▶ **Set task**: Rewrite all of the rows below, swapping "Reviewer note" for "Annotator note" and leaving everything else unchanged. Omit the pictures from your answer.

▶ **Dataset records**:

>>>>

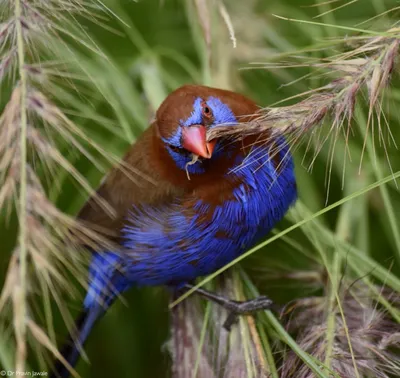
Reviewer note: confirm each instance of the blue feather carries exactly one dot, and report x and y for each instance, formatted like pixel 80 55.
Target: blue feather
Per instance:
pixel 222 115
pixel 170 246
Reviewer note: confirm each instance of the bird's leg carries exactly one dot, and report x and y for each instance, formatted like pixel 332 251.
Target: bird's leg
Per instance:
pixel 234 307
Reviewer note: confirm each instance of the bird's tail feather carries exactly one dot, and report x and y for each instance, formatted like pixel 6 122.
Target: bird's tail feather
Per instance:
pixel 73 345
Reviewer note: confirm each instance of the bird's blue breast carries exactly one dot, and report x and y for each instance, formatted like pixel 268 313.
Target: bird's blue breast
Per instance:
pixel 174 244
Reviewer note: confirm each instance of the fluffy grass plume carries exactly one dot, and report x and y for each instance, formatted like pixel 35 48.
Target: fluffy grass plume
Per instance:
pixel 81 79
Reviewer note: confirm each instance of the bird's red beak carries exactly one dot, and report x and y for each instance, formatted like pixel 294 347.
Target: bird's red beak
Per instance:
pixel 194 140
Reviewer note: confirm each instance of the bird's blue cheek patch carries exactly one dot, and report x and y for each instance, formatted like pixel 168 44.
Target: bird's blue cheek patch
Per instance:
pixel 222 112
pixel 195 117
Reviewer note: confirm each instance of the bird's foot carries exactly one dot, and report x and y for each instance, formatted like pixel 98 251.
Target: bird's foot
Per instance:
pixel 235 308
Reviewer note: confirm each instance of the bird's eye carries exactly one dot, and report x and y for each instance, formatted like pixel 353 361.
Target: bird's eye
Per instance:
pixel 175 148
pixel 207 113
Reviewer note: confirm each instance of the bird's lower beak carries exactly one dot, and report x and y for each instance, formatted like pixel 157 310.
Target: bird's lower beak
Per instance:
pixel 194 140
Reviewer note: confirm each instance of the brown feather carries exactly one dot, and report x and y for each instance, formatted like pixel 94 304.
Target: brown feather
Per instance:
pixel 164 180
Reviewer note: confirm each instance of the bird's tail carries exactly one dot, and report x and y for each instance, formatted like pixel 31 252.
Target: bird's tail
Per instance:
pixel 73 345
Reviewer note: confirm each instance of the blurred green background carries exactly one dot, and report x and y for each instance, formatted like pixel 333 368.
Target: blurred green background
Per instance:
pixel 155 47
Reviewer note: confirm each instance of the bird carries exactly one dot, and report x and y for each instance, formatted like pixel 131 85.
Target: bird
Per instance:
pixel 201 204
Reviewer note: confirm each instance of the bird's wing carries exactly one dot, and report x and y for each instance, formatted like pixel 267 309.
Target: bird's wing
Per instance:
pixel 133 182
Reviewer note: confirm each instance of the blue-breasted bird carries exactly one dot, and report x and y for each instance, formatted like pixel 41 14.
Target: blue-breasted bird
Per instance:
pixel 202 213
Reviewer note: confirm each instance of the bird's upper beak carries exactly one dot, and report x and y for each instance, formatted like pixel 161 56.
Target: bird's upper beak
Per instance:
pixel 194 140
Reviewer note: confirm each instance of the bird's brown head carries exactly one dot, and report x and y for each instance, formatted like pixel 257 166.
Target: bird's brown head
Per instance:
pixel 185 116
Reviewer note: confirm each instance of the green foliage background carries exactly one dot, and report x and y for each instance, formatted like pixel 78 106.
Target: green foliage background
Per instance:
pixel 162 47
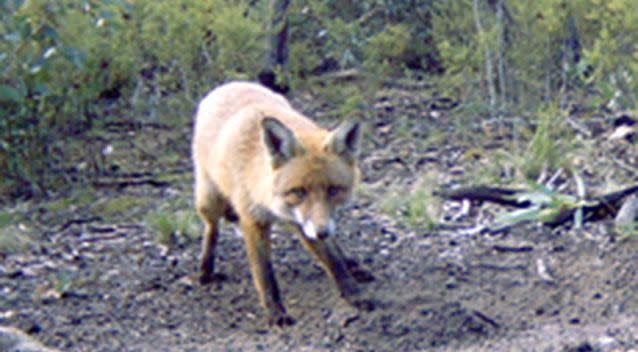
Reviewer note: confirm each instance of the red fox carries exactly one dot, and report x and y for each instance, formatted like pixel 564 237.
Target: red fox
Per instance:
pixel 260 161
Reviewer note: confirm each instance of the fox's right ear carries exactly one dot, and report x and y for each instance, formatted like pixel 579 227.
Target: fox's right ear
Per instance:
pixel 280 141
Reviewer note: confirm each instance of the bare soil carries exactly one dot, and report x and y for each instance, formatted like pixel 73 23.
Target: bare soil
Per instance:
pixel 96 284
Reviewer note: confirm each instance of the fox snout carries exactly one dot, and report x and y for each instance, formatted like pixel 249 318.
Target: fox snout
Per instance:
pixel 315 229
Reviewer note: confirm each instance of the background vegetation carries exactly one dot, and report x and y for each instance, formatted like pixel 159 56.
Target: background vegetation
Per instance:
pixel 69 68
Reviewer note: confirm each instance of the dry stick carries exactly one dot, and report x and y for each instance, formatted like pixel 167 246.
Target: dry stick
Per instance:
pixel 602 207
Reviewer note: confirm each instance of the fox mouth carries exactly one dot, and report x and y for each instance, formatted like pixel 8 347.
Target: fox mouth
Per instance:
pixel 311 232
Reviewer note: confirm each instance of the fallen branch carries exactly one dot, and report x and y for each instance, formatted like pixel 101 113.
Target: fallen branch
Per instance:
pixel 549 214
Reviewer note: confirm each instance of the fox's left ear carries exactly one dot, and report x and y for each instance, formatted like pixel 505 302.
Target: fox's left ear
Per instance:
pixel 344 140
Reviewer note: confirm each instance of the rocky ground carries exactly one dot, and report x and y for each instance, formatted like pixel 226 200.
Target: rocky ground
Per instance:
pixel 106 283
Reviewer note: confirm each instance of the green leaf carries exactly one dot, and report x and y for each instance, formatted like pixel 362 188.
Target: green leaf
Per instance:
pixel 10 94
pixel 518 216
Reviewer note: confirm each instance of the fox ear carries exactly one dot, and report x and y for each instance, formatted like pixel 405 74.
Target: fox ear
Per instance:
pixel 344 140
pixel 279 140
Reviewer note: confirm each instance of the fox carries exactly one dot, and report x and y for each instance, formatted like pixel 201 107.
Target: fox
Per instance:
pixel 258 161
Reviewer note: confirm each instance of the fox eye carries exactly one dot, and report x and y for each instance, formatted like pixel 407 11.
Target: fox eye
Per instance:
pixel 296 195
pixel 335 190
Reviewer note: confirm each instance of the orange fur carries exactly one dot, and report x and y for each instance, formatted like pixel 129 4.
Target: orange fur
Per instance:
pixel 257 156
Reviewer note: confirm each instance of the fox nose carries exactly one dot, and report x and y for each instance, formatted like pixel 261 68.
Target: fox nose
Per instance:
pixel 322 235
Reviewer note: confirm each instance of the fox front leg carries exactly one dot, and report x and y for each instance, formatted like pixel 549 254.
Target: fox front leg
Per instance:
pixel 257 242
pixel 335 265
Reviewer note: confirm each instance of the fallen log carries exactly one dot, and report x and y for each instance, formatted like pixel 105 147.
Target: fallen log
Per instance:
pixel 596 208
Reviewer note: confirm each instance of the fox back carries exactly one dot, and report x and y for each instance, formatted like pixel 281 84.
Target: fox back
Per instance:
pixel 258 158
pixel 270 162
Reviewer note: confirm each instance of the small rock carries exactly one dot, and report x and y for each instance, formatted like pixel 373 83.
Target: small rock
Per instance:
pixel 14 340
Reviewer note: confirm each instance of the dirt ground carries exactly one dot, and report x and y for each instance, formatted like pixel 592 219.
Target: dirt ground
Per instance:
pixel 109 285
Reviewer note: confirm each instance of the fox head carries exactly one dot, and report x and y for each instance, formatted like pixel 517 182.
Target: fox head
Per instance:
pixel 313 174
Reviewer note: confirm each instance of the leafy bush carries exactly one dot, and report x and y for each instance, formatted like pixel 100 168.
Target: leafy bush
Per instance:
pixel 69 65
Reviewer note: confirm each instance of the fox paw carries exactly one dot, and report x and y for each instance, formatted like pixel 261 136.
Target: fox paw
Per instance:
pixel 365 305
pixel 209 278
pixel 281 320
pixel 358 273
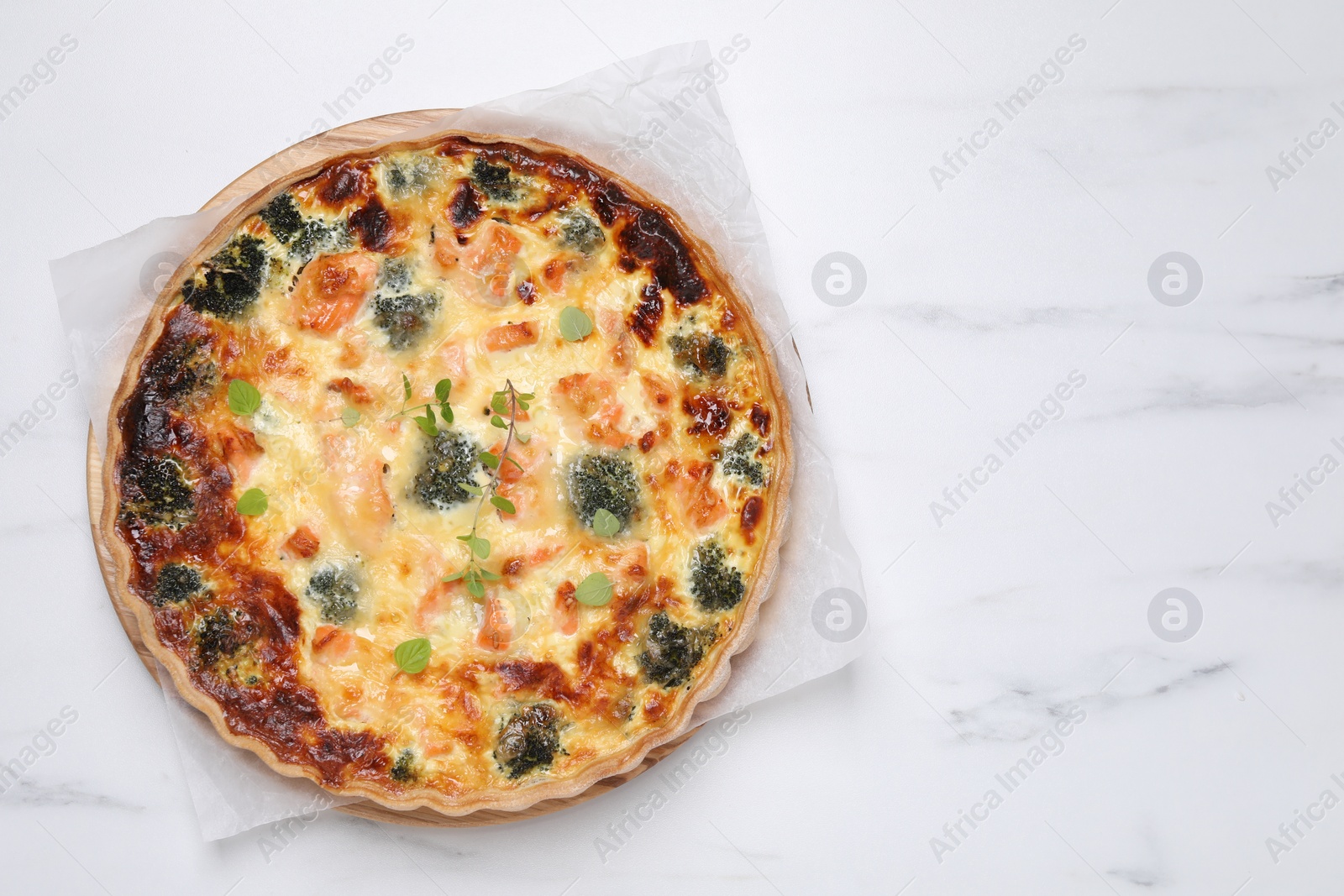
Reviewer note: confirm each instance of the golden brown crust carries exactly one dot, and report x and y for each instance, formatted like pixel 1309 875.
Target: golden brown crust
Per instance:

<<<<

▶ **Expected answer**:
Annotator note: confirm each instance of the blue feather carries exactly one dot, and report x and y for each instance, formatted like pixel 80 55.
Target: blue feather
Per instance:
pixel 222 115
pixel 170 246
Annotator note: confirm each instance of the bird's leg carries exactly one dot, and report x and y for each instance, formatted like pixel 332 251.
Target: bird's leg
Per instance:
pixel 234 307
Annotator note: confirm each instance of the bird's tail feather carries exactly one dot, and report x and y for each instance, formatted like pixel 6 122.
Target: bird's tail feather
Per instance:
pixel 73 345
Annotator note: confirm each instance of the bird's blue breast carries exactly one dot, and report x and y for each instance, formatted like pixel 268 313.
Target: bird's blue breast
Per instance:
pixel 174 244
Annotator note: confirm each instance of the fluffy grass plume carries exactly one dot, and report x and y for each instance, formatted like pixel 35 48.
Target: fluffy grass plume
Per instance:
pixel 81 79
Annotator note: confirm each instance of the bird's red beak carries exactly one dot, and report x and y for each instance, formatted like pixel 294 347.
Target: bird's red beak
Per instance:
pixel 194 140
Annotator note: confirm each instance of the bird's blue cheek patch carries exactly one dot, and report x and y for each instance, formatted like pixel 168 44.
Target: bird's blue cheek patch
Per instance:
pixel 222 112
pixel 195 117
Annotator note: confirm each instance of the bird's foot carries exactly one dot, and report x and y for each instance, formatted like pixel 98 251.
Target: bird's foot
Per instance:
pixel 235 308
Annotator note: confirm each instance of the bird's eye carries exactly one dot, and report x and y for each instance, formatted like pixel 353 361.
Target: bird's eye
Per instance:
pixel 175 148
pixel 207 113
Annotator note: confirm each instance of the bird's lower beak carries exactly one dot, and report x and y for each instance, formatted like pixel 157 310.
Target: bird's lower beak
Per instance:
pixel 194 140
Annotator note: confirm each instance of the brown feather carries exactly one dot, and report x and y for each instance, formatted like pixel 94 304.
Target: brown feather
Per instance:
pixel 164 180
Annotator note: confirm each instance of the bird's tail carries exactly one dot, and report x and y for each instance, formatted like pixel 31 252.
Target: bird's tail
Per instance:
pixel 73 345
Annotator note: confirm each instance of the blurred green background carries exactly one dot, and report x and y for each instance, formatted like pixel 333 368.
Target: blurred green background
Per instance:
pixel 155 47
Annotator note: confirm each instance of the bird carries exactly one dot, and report x and y for each instance, formatted like pixel 131 85.
Target: bird
Per instance:
pixel 201 204
Annotator note: confirm each instance of the bird's wing carries exactly one dot, and report x and y for each instance, formatted like pixel 267 309.
Target: bird's wing
Per instance:
pixel 133 182
Annotator note: confirm each instance of the blue-breasted bird carries exactly one dot, and report x and y for each instance, formatted like pixel 41 14.
Target: blue-breasted bird
Per instance:
pixel 202 213
Annotator note: confirm each instance of the bird's upper beak carries exactly one dot, and report x and y for each instance, formatted like pixel 161 56.
Target: bird's upper beak
Per instance:
pixel 194 140
Annotator note: confirm each instance of the bird's brown head carries exactly one dot, and report x and y for each instance, formatted like pixel 257 166.
Target: bird's brown head
Per instance:
pixel 185 116
Annotator note: confirm each instance of the green foliage background carries exactly one dot, and report x and y for each instance, formatted like pixel 78 106.
Target: green foliage background
Per instance:
pixel 162 47
Annotator note: confirm each instance of the red fox carries exactly one dot, and report x and y for each instance, formatted like pixel 564 237.
Target: red fox
Per instance:
pixel 260 161
Annotator note: confirm each instance of the fox's right ear carries exactly one dot, and report x and y for each instance, formatted like pixel 579 227.
Target: fox's right ear
Per instance:
pixel 280 141
Annotator note: confirm each instance of the bare soil carries exactly one dot, and report x and y for each instance, formatted like pixel 73 23.
Target: bare soil
Per instance:
pixel 96 284
Annotator note: confirm each instance of the fox snout carries exactly one dot, and report x and y for each instance, formatted like pixel 249 318.
Target: fox snout
Per instance:
pixel 315 229
Annotator note: confirm each instance of the background vegetation carries exactly one dot, and report x and y for each instance, formatted like pixel 159 56.
Target: background vegetation
Per instance:
pixel 69 68
Annotator note: confirm each instance of the dry stick carries exactly one dot, and report x and y for each instance, formatted like pixel 167 246.
Target: dry stick
Per instance:
pixel 602 207
Annotator note: confirm each instance of the fox mouth carries exactly one dot, and report x and y for each instance, formatted like pixel 8 347.
Target: fox mouth
Per instance:
pixel 311 232
Annotator note: confirm each instance of the fallen branch carries exactly one dot, and report x and y for each instance, formatted like pixel 101 113.
Target: fallen branch
Per instance:
pixel 549 214
Annotator note: confirm each instance of the fox's left ear carries exactly one dot, and report x and y for each instance, formatted like pixel 505 302.
Target: fox's left ear
Per instance:
pixel 344 140
Annotator note: confirm each instance of the rocky ground carries exactly one dot, and report x and y for each instance, formatted like pixel 226 200.
Target: rocky ground
Per instance:
pixel 106 283
Annotator note: confirm each instance of the green leaf carries exactly one dot, and report x and y for each instance, formatted like pixel 362 188.
Target: green leaf
Per instance:
pixel 10 94
pixel 518 216
Annotator note: confirm each instance of the fox ear carries exactly one dot, and report x and y for each instance, formatted like pixel 405 74.
Target: fox ear
Per instance:
pixel 344 140
pixel 279 140
Annotator note: confirm each instance of the fox carries exactly one dot, and report x and y for each instance, formatted like pixel 201 107.
Target: fox
Per instance:
pixel 258 161
Annotator note: confirm each instance of the fox eye carries exactly one dot, and report x and y for each instance, formatted like pixel 407 11.
Target: fox eye
Per instance:
pixel 296 195
pixel 335 190
Annotator note: confirm each instance of the orange fur carries exactly one dot, and report x and y for each instance, formatted like pixel 129 4.
Target: orange fur
Per instance:
pixel 257 156
Annotator note: confirm each instance of the fox nose carries exactly one dot, and report x and y for each instance, formatted like pixel 261 68.
Target: fox nose
Per instance:
pixel 322 235
Annotator note: confirm each instance of the fox front leg carries exactly one dot, and report x and y for each instance, formatted like pixel 549 254.
Target: fox front leg
Per instance:
pixel 257 242
pixel 335 265
Annotator note: confirm each instance of the fallen log carries exactly one dot, and report x and y for each instance, formatted like pixel 105 147.
Target: fallen log
Per instance:
pixel 596 208
Annotator note: confirm each instance of the fox back carries exactly one dot, and report x and y for each instance, formatted like pixel 281 84.
Target: fox back
Per instance:
pixel 258 158
pixel 270 162
Annotator note: confirm each instance of the small rock carries exactly one dot, and report x and y for each instance, formatted like pixel 373 83.
Target: small rock
Per instance:
pixel 14 340
Annotator note: confirm each instance of the dirt ground carries exactly one dot, and report x and y for each instance, formatted like pixel 592 219.
Target: dirt ground
Per instance:
pixel 109 285
Annotator note: confirm each instance of the fox head carries exactly one dot, and report x and y for each instance, formatted like pixel 517 182.
Target: fox head
Per instance:
pixel 313 174
Annotator note: confirm each instance of the leafy bush carries exactly one dot, and report x and y for each instance, formatted like pixel 100 168.
Target: leafy bush
Per instance:
pixel 69 65
Annotator note: confirm each instance of the fox paw carries exactly one dot, and report x and y for each instance, formatted like pixel 261 136.
Target: fox paw
Per instance:
pixel 365 305
pixel 209 278
pixel 281 320
pixel 358 273
Annotator note: confirm each instance of the golden brown crust carries exactly one dot, and report x and y for each instance, formatted like pixel 1309 875.
Target: golden brown crust
Per instance:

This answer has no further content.